## Goals
a) Could you rewrite the paragraph of the passage on Ochsendorf that begins "Ochsendorf, a 34-year-old structural engineer" as a short list that keeps its main facts?
b) Which things does the passage on Ochsendorf say he has analyzed? List every one.
c) Can you write the next few sentences of the passage on Ochsendorf, picking up after its final sentence?

## Article
§ §

Ochsendorf, a 34-year-old structural engineer and associate professor at the Massachusetts Institute of Technology, uses high-tech tools to study ancient building technology and reinterpret it for present-day application. He has analyzed hand-woven Incan suspension bridges in South America’s Andes Mountains, cable-stayed bridges in Japan, and vault and buttress failure in French and Spanish Romanesque churches. Ochsendorf’s work helps assess the safety of historical structures and aims to draw lessons about sustainable design from the past.

§ §

Pointing dataset excerpts
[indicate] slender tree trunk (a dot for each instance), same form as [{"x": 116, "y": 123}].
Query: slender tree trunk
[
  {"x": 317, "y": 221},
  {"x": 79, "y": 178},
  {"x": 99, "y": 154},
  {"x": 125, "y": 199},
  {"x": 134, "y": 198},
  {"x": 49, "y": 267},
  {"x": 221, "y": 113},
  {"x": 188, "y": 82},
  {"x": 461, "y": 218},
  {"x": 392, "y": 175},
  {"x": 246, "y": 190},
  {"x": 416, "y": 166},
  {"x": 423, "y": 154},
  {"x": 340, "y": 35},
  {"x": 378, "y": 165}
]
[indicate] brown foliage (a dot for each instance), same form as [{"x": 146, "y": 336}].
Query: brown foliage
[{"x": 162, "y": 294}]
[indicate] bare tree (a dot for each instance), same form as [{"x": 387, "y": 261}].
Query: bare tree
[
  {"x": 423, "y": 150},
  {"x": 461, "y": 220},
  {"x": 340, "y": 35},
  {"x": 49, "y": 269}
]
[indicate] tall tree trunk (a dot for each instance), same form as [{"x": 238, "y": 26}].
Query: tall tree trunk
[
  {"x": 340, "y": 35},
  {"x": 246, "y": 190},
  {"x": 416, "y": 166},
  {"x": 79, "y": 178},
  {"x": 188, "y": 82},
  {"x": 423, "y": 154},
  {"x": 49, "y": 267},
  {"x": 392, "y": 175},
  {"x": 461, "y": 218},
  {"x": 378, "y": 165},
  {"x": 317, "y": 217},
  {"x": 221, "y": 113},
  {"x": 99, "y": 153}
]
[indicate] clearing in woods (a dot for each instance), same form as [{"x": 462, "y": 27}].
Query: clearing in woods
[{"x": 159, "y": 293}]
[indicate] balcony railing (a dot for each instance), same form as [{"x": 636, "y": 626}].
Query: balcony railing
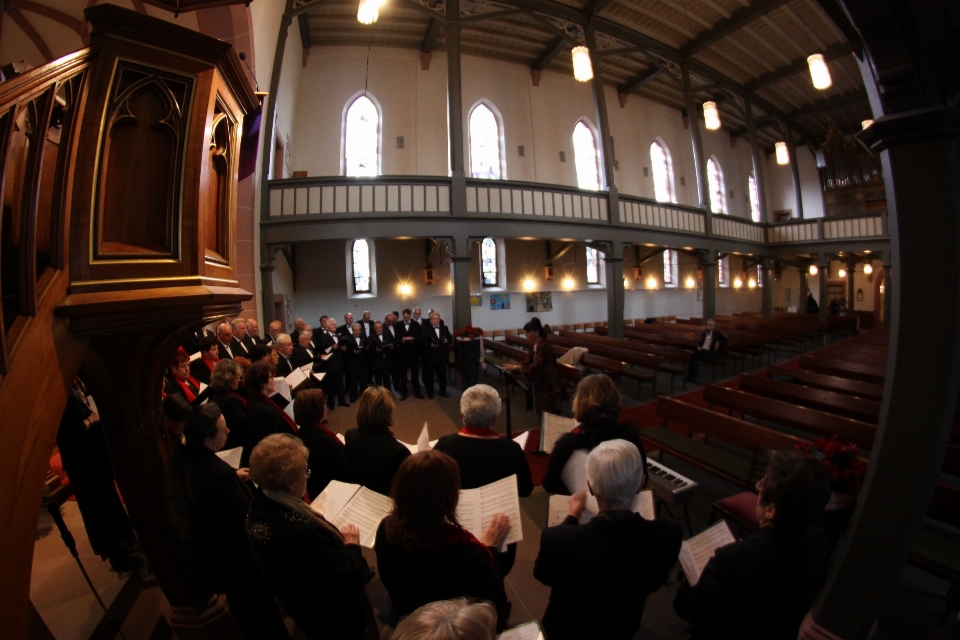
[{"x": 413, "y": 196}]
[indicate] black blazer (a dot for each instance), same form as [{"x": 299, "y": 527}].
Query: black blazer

§ §

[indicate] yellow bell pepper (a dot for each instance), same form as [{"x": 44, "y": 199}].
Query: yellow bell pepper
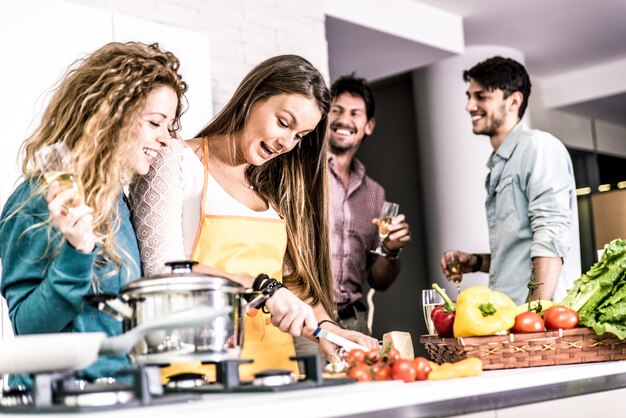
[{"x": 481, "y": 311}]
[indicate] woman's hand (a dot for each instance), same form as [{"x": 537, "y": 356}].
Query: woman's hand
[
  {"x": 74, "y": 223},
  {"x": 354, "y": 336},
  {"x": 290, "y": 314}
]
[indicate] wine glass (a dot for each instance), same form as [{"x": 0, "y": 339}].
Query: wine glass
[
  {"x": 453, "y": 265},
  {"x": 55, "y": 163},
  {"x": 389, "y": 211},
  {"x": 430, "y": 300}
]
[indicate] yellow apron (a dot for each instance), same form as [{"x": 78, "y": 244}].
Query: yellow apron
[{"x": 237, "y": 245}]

§ §

## Answer list
a)
- Ochsendorf is a 34-year-old structural engineer and associate professor at the Massachusetts Institute of Technology.
- He uses high-tech tools to study ancient building technology and reinterpret it for present-day use.
- He has analyzed hand-woven Incan suspension bridges in the Andes, cable-stayed bridges in Japan, and vault and buttress failure in French and Spanish Romanesque churches.
- His work helps assess the safety of historical structures and aims to draw lessons about sustainable design from the past.

b)
- Hand-woven Incan suspension bridges in South America's Andes Mountains
- Cable-stayed bridges in Japan
- Vault and buttress failure in French and Spanish Romanesque churches

c)
Tipton, 71, is an acclaimed lighting designer for dance, theater, and opera productions, and an adjunct professor of lighting at Yale’s School of Drama. The 1958 Cornell graduate has received numerous honors, including two Tony Awards. Her commissions have included work with the New York City Ballet, the American Ballet Theatre, Twyla Tharp Dance, the Metropolitan Opera, and St. Ann’s Warehouse, among other companies and venues. The MacArthur Foundation noted that Tipton has “redefined the relationship between lighting and performance” with “painterly” schemes that often use a limited palette of colors. She also is credited with being one of the first designers to use white light for theater and dance.

The 2008 fellows join a list of 756 other individuals who have received the award since 1981.The full list of this year’s winners is posted on the foundation’s Web site.